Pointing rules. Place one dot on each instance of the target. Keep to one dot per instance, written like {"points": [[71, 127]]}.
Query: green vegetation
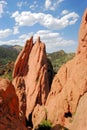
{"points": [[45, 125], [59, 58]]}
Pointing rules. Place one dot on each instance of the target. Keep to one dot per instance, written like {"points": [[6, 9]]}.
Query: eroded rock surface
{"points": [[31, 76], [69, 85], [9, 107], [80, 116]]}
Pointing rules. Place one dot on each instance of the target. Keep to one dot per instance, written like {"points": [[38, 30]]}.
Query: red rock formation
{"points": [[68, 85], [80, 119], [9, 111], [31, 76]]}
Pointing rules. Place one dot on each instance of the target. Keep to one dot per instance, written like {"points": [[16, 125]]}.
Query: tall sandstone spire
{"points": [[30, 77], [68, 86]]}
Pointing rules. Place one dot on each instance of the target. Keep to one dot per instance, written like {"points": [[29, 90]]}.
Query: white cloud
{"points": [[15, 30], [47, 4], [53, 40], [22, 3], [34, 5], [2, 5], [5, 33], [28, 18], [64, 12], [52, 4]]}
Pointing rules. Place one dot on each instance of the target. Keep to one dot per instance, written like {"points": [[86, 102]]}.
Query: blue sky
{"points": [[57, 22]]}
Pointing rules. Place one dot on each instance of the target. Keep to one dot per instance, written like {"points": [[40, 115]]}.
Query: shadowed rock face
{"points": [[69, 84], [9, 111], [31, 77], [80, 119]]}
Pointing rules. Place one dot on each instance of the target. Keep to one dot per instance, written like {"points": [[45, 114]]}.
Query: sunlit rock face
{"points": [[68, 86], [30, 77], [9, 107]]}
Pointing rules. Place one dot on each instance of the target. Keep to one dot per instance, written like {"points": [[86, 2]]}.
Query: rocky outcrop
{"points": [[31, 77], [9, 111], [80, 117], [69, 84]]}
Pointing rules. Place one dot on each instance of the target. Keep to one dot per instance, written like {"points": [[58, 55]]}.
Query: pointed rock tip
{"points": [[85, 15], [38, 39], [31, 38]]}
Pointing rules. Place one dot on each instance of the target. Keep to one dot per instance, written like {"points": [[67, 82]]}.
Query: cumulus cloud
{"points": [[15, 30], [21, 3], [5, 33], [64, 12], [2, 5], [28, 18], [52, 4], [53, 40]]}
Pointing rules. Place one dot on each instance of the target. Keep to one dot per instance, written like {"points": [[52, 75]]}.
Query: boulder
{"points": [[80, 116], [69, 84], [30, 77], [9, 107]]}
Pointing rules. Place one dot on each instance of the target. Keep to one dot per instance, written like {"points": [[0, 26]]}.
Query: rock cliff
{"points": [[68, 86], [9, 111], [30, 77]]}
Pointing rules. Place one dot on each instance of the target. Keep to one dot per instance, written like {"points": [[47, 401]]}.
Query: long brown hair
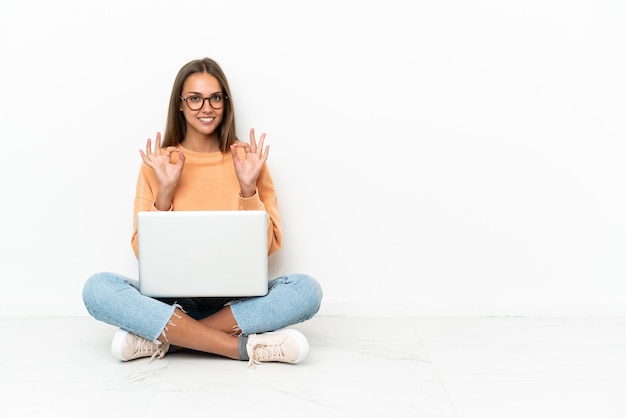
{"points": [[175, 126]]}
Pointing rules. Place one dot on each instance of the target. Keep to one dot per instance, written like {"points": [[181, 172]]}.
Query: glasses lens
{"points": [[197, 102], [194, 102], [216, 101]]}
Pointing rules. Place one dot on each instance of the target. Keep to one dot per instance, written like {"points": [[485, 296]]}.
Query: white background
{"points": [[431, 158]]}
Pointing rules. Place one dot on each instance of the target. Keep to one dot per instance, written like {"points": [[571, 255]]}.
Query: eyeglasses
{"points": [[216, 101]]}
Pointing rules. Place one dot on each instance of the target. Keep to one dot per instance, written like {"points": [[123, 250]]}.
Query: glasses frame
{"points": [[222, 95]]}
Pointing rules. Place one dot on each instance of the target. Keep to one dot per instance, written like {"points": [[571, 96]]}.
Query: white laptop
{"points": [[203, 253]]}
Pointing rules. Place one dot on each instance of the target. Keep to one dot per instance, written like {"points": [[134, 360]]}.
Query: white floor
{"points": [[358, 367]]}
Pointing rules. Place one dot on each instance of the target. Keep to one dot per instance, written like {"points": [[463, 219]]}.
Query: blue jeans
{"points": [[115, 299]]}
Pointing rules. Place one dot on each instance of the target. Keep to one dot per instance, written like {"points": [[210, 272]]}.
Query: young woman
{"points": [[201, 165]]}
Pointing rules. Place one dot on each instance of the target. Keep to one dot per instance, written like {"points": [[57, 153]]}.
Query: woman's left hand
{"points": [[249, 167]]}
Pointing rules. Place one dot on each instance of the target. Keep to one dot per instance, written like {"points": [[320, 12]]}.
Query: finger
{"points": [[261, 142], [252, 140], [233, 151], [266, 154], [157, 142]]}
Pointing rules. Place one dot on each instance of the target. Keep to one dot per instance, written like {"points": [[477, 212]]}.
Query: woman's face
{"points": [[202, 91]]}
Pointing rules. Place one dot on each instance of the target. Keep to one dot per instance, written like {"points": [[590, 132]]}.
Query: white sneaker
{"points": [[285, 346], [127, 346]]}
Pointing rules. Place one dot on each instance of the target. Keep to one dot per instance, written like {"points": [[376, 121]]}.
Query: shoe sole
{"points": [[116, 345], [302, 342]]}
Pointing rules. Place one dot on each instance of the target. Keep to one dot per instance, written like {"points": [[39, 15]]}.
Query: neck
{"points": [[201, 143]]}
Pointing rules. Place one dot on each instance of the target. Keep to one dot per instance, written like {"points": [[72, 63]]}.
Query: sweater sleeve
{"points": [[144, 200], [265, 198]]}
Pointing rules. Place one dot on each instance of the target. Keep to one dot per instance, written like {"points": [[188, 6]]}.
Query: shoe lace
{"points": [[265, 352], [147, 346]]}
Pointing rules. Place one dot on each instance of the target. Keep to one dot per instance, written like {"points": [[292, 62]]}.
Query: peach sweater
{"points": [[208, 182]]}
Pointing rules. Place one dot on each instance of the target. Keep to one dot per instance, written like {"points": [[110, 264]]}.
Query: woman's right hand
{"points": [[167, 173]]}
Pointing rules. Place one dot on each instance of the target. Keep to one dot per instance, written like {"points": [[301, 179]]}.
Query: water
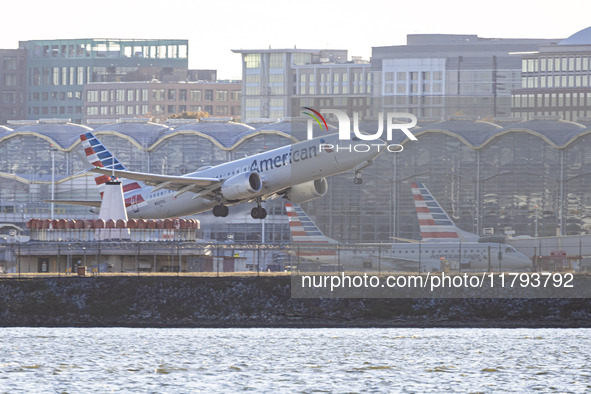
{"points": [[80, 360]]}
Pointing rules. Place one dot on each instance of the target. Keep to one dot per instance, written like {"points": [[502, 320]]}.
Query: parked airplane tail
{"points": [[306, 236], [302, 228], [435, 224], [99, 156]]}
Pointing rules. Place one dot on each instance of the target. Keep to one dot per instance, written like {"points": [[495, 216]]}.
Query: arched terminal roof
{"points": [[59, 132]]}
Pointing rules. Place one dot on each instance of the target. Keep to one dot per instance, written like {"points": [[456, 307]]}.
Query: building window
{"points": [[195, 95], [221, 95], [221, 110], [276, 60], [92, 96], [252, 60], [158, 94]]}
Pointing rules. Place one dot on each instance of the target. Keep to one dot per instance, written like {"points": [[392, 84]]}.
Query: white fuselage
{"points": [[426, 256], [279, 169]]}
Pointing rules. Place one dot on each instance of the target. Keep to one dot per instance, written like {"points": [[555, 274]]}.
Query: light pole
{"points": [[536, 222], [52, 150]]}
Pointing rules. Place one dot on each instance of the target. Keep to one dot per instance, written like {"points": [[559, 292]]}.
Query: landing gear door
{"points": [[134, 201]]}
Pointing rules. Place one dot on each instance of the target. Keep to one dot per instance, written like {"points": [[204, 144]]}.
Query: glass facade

•••••

Please print all the entries exactly as written, but drop the pictures.

ANSWER BOX.
Pointing rules. Place one dot on each instance of the target. Keep to one dot per instance, written like {"points": [[71, 127]]}.
Query: green vegetation
{"points": [[45, 125], [59, 58]]}
Pointing rules. Place one dot on each instance of the target. Keep to one dot per instance, written like {"points": [[6, 9]]}.
Query: eroded rock surface
{"points": [[31, 76], [69, 85], [9, 107], [80, 116]]}
Pointing rules. Place one dot on each instance of the target. Keep to one dot per instance, written like {"points": [[38, 30]]}.
Query: red rock formation
{"points": [[68, 85], [80, 119], [9, 111], [31, 76]]}
Pointing rules. Place one dot on each instance of the target. Keep to one dot per instance, written like {"points": [[16, 125]]}.
Query: tall sandstone spire
{"points": [[30, 77], [68, 86]]}
Pointing rules. Place one dot on each instance of the target. Keep to one dot per instance, written like {"points": [[29, 90]]}.
Query: white cloud
{"points": [[15, 30], [47, 4], [53, 40], [22, 3], [34, 5], [2, 5], [5, 33], [28, 18], [64, 12], [52, 4]]}
Pointing rules. Place one dot on each instance of the target. Keep to one dot per instance, written like {"points": [[86, 102]]}.
Query: blue sky
{"points": [[57, 22]]}
Pointing rules. Place one dot on each instance of the target. Keep to one dot per instance, written like {"points": [[40, 115]]}.
Query: shadowed rock face
{"points": [[69, 84], [9, 111], [31, 77], [80, 119]]}
Pointing rules. Place one dot on each instance of the target. Keep to one dot per instance, written like {"points": [[45, 114]]}.
Query: sunlit rock face
{"points": [[68, 86], [30, 77], [9, 107]]}
Pointing rules. Place one dot on each instance of the target. Keep to one dot per instance, written like {"points": [[86, 2]]}.
Query: rocky outcrop
{"points": [[31, 77], [9, 111], [80, 117], [69, 84]]}
Pointing rules. Place one dot on each instance of the target. Keep to one dot per instance, written like {"points": [[58, 55]]}.
Query: pointed rock tip
{"points": [[85, 15], [38, 39], [31, 38]]}
Pointing rules. Place one dot on each instance of the target. Keep to one dot per instance, written like {"points": [[67, 82]]}.
Query: cumulus cloud
{"points": [[15, 30], [21, 3], [5, 33], [64, 12], [2, 5], [28, 18], [52, 4], [53, 40]]}
Pointing rules. Place one dot on each instance of the target. Keep to one dot per instance, written like {"points": [[52, 75]]}.
Query: boulder
{"points": [[80, 116], [69, 84], [30, 77], [9, 107]]}
Pointing rules. Place one dot on each instance of the target. Keep to one dot per instance, written like {"points": [[0, 26]]}.
Query: rock cliff
{"points": [[68, 86], [9, 111], [30, 77]]}
Pointing rules. Place one dot on each instance of the target. Keep to one dot per instance, written like {"points": [[47, 401]]}.
Query: long brown hair
{"points": [[175, 126]]}
Pointing rules. Place one dot on each instance of the target. Keep to one dot per instance, written like {"points": [[181, 172]]}.
Query: glasses lens
{"points": [[197, 102], [194, 102], [216, 101]]}
Pointing rules. Place one dot on each instance of the target. Keep to one dot per instance, written like {"points": [[485, 296]]}.
Query: white background
{"points": [[431, 158]]}
Pointing rules. Place one dot on each instance of the target. Keep to one dot per instance, written like {"points": [[571, 255]]}.
Query: eyeglasses
{"points": [[216, 101]]}
Pointing rules. Place one dot on each instance of the target. Keep to one dot per instance, written like {"points": [[123, 250]]}.
Query: glasses frame
{"points": [[222, 95]]}
Pointing rules. Place one dot on each instance of the target. Keep to one dot per instance, written like {"points": [[571, 96]]}.
Query: white laptop
{"points": [[203, 253]]}
Pointing rules. Place one dot on each instance of the target. Keep to one dot per instance, written like {"points": [[134, 360]]}.
Query: white floor
{"points": [[358, 367]]}
Pointing rules. Place one dot on each instance of the target. Keep to one dot per instance, written like {"points": [[463, 219]]}.
Query: blue jeans
{"points": [[115, 299]]}
Pointing rules. Place one dot on each instance of the target. Keep to one dot per instance, written like {"points": [[210, 272]]}.
Query: young woman
{"points": [[201, 165]]}
Pointing rules. Place one dot on each instance of the target. Keep to one dot per instance, written like {"points": [[57, 153]]}.
Query: woman's left hand
{"points": [[249, 167]]}
Pointing rules. Place one dot on each instance of the target. Keep to one dot per instance, written like {"points": [[320, 12]]}.
Query: finger
{"points": [[261, 142], [252, 140], [233, 151], [266, 154], [157, 142]]}
Pointing rules. Place one dot on each instance of the target. Keep to one dot per instance, written like {"points": [[477, 212]]}.
Query: woman's face
{"points": [[202, 91]]}
Pointing rules. Place one dot on each instance of the target. Keep to one dot per instance, written like {"points": [[590, 132]]}.
Query: white sneaker
{"points": [[285, 346], [127, 346]]}
Pointing rules. Place one dot on each instance of the target. Keep to one dot per instance, written like {"points": [[376, 121]]}.
Query: shoe sole
{"points": [[116, 345], [302, 342]]}
Pointing rules. Place one dot on each instance of the target. Keep to one dot per instance, written like {"points": [[39, 15]]}.
Query: neck
{"points": [[201, 143]]}
Pointing rules. Place one dot on each instance of the target. Keep to one dot per instance, written like {"points": [[72, 63]]}.
Query: sweater sleeve
{"points": [[144, 200], [265, 198]]}
Pointing rules. Place one dot on each instance of the target. Keep to one dot per instance, written like {"points": [[188, 6]]}.
Query: shoe lace
{"points": [[265, 352], [147, 346]]}
Pointing rules. Place one dot on each instance of the target. Keep to one dot per instance, written like {"points": [[292, 62]]}.
Query: peach sweater
{"points": [[208, 182]]}
Pointing rules. Place one dot on each instance of the target. Keep to one dot per instance, written like {"points": [[110, 264]]}.
Query: woman's right hand
{"points": [[167, 173]]}
Pointing rules. Place one dot on each instance of the target. Keep to one dot per instance, written like {"points": [[301, 179]]}.
Query: water
{"points": [[80, 360]]}
Pointing rules. Place one dot on each instance of the target. Keep to one dot per instance, written like {"points": [[502, 320]]}.
Query: parked airplane tail
{"points": [[306, 236], [302, 228], [435, 224], [99, 156]]}
Pointing rules. Place one dot on each instance of the target. Keep to one dot per instance, written like {"points": [[495, 216]]}.
Query: arched terminal roof
{"points": [[59, 132]]}
Pointing rules. Place one dot on each instance of the target. Keep to one dot per instance, written like {"points": [[456, 307]]}.
Query: building window
{"points": [[195, 95], [221, 95], [221, 110], [276, 60], [92, 96], [252, 60], [158, 94]]}
Pointing rules. Place one dot on each instance of the target. Keep to one dot per instance, written like {"points": [[392, 84]]}.
Query: white fuselage
{"points": [[426, 256], [279, 169]]}
Pointing rules. Place one dot on each instance of the target. Keep to one dot per instance, written like {"points": [[555, 274]]}.
Query: light pole
{"points": [[536, 222], [52, 150]]}
Pointing rules. Place one dot on each instance of the target. Keep to one dot per instance, written like {"points": [[559, 292]]}.
Query: landing gear door
{"points": [[134, 201]]}
Pointing rules. Place one dot on each instance of the target. Keep to one dot per instance, written like {"points": [[204, 144]]}.
Query: glass facade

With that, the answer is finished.